WHAT THE EXERCISE ASKS. What lines in the data below mention the string "position"? Copy them out.

"""

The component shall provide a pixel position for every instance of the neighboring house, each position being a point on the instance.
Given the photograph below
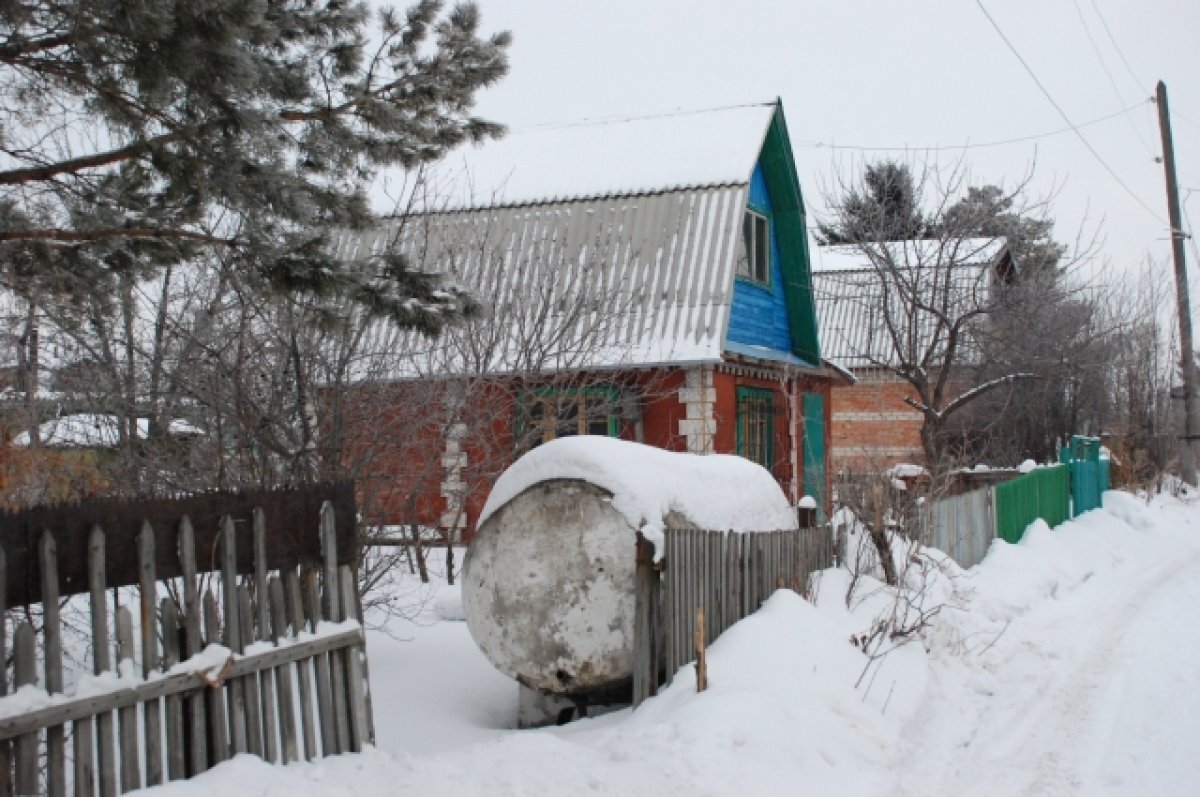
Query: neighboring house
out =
(870, 328)
(645, 279)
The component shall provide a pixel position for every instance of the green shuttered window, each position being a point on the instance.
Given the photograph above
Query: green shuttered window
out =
(756, 426)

"""

ANSWER SPACE.
The component shall provide a pixel position for every instance of the neighboring house, each position being a point on the instance.
The component shall provide a pixel position for every instance of the green shuttered window, each position being a point on the instance.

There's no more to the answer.